-- Source data --
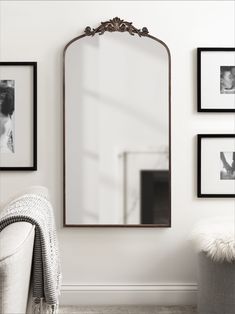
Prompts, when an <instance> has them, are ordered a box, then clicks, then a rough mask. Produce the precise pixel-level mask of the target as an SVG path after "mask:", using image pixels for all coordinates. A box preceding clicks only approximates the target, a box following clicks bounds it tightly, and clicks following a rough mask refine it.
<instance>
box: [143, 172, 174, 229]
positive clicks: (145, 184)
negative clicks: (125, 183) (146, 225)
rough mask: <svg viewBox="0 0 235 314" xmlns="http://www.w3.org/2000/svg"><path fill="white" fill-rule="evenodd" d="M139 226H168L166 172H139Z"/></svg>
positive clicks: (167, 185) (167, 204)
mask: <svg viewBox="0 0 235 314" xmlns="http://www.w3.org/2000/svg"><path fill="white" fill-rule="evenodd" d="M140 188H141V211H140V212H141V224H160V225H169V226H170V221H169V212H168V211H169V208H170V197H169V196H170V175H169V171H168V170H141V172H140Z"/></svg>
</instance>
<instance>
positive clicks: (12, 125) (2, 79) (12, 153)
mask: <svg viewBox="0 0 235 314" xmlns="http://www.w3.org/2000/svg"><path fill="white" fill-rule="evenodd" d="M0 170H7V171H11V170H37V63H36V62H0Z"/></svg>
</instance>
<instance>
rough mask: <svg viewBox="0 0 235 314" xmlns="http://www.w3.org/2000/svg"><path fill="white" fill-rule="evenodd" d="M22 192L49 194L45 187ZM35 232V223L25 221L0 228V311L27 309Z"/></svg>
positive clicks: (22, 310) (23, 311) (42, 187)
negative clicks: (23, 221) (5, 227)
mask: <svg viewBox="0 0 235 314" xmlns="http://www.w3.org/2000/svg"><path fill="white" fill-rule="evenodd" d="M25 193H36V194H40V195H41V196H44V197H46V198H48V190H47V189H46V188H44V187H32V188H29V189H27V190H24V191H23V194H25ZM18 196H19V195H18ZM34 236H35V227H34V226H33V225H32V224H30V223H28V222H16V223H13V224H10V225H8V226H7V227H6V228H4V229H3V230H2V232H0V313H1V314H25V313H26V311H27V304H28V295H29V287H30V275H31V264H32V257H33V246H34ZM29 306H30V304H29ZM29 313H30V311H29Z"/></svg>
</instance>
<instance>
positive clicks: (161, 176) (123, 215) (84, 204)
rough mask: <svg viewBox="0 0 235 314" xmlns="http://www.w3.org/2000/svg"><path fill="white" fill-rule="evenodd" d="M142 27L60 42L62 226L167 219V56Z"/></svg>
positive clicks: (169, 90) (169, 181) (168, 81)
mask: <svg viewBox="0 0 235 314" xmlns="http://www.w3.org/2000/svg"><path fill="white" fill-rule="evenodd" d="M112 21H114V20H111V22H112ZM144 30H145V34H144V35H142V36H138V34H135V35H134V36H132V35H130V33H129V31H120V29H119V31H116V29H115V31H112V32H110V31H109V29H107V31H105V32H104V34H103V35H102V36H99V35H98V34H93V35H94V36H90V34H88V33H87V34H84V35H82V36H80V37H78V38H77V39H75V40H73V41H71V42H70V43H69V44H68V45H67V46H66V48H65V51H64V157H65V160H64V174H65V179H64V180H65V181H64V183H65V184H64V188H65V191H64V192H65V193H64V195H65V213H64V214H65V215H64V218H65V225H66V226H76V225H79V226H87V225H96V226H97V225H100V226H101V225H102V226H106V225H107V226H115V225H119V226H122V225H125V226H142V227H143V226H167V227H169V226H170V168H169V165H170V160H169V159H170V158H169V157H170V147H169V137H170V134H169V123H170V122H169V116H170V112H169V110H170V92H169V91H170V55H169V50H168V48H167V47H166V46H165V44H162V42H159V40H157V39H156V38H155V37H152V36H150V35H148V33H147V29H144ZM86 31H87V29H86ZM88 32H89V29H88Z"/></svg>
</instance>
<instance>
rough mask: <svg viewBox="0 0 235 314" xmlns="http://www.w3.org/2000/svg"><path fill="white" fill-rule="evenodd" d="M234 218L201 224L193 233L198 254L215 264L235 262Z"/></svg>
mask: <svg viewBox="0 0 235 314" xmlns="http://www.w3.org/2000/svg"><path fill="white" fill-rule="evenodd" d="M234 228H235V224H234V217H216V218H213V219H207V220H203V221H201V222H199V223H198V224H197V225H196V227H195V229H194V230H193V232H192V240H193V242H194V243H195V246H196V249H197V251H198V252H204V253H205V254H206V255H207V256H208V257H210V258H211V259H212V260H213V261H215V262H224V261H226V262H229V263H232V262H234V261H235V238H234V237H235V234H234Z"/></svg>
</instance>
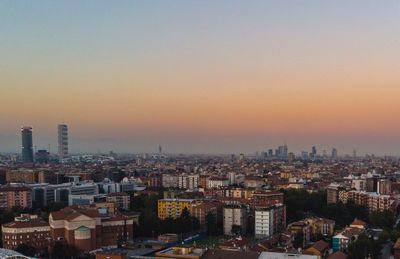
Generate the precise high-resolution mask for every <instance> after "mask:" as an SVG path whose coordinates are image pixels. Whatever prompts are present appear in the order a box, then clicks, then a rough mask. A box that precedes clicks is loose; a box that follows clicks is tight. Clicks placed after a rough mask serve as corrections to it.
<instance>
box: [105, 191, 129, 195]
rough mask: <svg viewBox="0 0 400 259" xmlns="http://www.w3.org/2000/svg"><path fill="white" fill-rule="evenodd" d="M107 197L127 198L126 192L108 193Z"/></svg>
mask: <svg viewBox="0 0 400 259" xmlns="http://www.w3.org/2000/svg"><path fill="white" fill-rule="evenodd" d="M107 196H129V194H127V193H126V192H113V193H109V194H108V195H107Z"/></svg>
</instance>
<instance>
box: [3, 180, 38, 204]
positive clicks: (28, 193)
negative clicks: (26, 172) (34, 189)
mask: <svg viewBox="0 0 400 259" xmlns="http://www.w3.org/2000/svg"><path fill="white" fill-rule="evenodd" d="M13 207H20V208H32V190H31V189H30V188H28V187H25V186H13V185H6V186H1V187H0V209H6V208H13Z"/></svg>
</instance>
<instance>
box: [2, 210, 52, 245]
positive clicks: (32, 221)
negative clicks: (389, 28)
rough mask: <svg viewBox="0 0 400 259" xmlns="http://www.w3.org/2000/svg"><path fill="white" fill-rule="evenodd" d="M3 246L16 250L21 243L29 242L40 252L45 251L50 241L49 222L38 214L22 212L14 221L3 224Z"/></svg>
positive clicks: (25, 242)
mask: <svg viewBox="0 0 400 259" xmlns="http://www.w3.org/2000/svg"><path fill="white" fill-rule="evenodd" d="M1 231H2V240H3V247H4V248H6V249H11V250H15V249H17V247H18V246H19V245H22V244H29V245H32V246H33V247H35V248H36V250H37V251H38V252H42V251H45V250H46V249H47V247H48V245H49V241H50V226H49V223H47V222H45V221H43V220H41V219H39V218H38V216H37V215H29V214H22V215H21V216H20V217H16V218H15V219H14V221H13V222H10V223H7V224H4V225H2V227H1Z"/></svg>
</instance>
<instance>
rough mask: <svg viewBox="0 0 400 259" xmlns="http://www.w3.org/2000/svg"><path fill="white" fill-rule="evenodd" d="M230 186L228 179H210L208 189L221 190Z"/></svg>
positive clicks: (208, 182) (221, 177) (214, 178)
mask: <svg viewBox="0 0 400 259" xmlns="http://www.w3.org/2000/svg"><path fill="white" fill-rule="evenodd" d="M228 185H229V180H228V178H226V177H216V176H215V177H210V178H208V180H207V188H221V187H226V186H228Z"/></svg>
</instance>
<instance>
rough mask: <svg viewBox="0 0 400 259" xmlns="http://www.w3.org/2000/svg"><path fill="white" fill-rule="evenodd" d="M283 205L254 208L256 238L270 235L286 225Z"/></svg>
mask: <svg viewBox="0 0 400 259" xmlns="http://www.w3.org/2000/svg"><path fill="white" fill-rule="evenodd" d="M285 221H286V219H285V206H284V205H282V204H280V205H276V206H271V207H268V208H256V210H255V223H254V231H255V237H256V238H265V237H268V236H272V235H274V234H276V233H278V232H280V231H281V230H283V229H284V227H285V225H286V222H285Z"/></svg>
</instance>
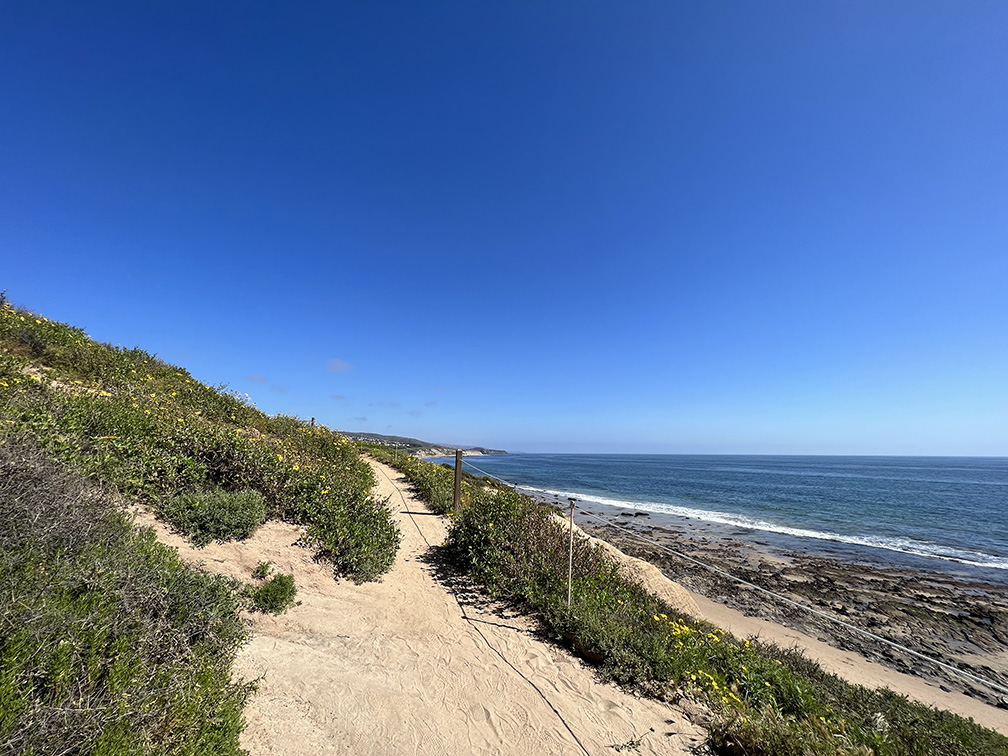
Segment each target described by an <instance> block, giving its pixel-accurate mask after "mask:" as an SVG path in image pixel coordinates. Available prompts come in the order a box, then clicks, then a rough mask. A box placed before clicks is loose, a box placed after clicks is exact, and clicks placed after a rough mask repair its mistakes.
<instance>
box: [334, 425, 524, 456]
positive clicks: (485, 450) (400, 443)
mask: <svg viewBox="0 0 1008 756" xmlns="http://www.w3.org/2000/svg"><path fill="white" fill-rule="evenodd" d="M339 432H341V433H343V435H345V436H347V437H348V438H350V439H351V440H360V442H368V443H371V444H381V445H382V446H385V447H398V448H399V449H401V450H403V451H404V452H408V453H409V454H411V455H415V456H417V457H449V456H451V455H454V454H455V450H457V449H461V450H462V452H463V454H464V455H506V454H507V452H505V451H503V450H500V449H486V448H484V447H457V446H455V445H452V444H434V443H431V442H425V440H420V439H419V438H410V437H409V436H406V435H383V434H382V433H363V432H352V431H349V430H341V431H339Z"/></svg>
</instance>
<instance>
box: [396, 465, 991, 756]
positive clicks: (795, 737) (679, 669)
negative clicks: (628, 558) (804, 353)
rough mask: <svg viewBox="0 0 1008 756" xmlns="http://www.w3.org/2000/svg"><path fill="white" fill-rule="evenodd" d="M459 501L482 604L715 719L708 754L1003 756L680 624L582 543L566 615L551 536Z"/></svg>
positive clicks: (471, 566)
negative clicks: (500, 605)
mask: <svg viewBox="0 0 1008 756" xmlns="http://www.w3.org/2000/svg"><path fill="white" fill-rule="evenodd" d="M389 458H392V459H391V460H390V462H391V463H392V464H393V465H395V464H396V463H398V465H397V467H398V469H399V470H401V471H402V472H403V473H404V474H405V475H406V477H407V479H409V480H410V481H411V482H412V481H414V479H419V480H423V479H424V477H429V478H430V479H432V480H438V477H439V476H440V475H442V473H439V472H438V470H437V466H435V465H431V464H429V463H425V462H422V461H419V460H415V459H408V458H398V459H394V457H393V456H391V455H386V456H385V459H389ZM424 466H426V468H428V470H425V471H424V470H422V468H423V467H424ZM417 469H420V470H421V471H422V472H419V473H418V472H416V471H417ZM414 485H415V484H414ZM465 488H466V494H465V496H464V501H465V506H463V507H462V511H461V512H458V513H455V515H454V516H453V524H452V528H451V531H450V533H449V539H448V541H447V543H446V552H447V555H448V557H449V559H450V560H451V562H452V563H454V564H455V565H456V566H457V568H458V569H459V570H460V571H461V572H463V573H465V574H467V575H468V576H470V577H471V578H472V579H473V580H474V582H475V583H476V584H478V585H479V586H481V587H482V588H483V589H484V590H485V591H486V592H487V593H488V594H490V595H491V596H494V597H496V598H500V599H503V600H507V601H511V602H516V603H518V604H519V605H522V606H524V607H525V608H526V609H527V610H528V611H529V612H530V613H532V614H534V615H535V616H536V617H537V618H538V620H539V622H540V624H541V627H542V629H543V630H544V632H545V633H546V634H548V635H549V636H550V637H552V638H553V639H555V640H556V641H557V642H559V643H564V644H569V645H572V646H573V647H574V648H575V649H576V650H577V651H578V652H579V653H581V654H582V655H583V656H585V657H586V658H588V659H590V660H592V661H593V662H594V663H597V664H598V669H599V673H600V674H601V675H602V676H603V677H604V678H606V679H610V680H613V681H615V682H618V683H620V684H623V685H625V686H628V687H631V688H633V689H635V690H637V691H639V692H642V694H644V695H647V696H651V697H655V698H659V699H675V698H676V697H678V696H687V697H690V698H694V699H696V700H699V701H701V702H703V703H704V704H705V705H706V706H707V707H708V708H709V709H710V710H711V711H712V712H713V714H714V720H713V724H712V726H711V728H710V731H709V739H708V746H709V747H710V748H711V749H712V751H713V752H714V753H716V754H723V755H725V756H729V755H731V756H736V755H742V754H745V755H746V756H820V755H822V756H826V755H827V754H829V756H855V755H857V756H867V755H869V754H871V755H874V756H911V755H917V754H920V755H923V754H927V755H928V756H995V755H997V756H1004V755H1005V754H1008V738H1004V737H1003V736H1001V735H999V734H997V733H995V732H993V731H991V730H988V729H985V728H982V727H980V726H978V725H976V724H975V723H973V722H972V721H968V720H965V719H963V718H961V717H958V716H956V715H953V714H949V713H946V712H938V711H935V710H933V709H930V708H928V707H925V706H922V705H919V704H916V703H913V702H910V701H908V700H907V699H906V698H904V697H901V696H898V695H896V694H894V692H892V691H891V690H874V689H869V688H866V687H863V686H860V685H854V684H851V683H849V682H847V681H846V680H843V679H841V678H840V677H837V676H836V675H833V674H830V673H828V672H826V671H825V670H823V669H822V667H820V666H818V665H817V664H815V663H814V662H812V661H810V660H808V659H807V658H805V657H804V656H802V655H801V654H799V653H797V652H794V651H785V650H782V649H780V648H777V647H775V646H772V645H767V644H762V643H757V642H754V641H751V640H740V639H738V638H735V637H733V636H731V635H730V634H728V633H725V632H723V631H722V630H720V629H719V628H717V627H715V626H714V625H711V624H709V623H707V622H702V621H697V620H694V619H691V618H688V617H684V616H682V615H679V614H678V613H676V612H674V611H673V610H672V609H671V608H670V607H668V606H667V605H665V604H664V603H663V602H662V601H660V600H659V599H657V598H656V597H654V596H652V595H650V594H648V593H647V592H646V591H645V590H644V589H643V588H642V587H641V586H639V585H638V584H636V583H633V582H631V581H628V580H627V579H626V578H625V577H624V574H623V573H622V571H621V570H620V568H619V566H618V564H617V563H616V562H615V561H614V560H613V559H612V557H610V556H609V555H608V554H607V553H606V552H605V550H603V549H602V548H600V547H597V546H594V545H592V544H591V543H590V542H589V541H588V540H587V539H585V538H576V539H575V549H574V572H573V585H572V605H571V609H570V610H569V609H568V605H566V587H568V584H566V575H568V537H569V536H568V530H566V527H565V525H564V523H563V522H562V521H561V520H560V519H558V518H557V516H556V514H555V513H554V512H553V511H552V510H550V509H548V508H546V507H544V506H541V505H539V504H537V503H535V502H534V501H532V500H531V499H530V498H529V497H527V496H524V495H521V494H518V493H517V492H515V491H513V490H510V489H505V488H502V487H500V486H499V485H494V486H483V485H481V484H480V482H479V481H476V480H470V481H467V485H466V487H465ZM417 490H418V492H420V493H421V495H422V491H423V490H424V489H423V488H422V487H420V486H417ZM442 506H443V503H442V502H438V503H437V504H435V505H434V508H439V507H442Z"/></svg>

-- Task to carry out --
Return the stretch from the start of the material through the line containing "positive clicks: (145, 184)", word for word, with the pictures left out.

-- Answer for the task --
Prompts, when an <instance> has them, are ordered a box, then clicks, then a rough mask. Produce the precise pixel-level mask of the target as an SVG path after "mask:", using image pixels for all coordinates. A box preceding clicks only approximates the target, a box following clicks bounds it tightly, and clicks following a rough mask refine it.
<instance>
box: [143, 172, 174, 229]
positive clicks: (145, 184)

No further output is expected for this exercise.